-- DIRECTIONS FOR THIS TASK --
Please reproduce the stretch from the line containing "Find the white" through the end of the material, swapping "Set one point per instance" for "Place one point on each instance" and changing nothing else.

[begin SUPPLIED ENTRIES]

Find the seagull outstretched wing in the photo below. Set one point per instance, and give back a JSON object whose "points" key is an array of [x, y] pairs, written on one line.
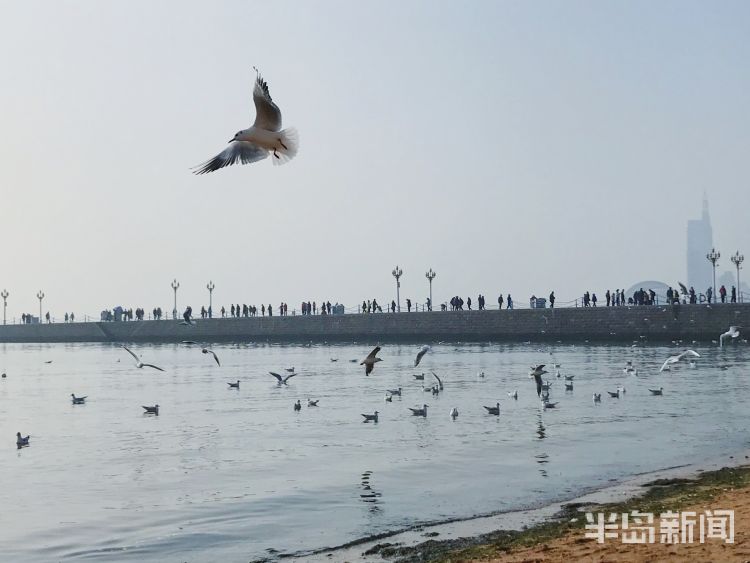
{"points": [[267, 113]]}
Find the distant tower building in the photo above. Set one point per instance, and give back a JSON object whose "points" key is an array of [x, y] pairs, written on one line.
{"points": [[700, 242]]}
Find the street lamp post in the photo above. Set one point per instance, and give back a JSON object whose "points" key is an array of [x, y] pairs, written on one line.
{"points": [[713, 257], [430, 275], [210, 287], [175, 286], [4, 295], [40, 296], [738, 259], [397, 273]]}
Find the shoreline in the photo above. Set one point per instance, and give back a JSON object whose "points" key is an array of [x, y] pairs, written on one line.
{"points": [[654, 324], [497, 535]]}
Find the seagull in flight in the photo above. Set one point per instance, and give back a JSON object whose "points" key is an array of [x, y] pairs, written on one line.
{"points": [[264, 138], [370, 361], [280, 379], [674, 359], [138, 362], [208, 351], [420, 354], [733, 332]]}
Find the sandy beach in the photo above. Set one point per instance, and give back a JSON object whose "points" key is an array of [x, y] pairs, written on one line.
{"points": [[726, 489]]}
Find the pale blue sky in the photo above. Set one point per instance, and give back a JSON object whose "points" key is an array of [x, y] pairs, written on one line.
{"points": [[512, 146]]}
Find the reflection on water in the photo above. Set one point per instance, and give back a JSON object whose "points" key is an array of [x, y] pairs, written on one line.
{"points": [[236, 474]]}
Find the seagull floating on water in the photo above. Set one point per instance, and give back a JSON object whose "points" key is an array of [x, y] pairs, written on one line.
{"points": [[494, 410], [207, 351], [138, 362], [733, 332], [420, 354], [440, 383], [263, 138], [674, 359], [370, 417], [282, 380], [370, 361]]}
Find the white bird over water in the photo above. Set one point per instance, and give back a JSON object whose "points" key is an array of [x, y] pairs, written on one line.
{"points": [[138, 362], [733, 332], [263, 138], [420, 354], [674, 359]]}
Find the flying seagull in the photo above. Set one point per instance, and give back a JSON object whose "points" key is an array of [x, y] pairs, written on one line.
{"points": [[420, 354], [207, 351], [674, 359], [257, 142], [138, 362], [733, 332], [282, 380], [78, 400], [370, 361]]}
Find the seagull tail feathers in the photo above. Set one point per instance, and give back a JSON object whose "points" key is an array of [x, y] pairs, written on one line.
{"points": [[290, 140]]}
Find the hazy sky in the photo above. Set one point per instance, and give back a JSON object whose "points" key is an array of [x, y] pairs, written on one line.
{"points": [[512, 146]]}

[end SUPPLIED ENTRIES]

-- ANSWER --
Find the white bird over water in the photo above. Place one point on each instance, and give back a JSON object whose "points" key is an array of [x, y] pairs, written on one line.
{"points": [[138, 362], [733, 332], [263, 138], [420, 354], [674, 359]]}
Find the flying seagull in the photo above. Place one point on each instance, and give back a JSON object whose "points" key is an array of [x, y] pairs, written on one line.
{"points": [[420, 354], [207, 351], [674, 359], [257, 142], [138, 362], [733, 332], [282, 380], [78, 400], [370, 361]]}
Find the seagull tail feathers in the photo above. Place one point on each instance, and give back a JSON object whose "points" key is an array of [x, y] pairs, written on one line.
{"points": [[290, 140]]}
Find the hazy sky in the photo above. Place one point on each instance, and give back a JSON object whose "points" key is an array of [x, y] pairs, written on one line.
{"points": [[512, 146]]}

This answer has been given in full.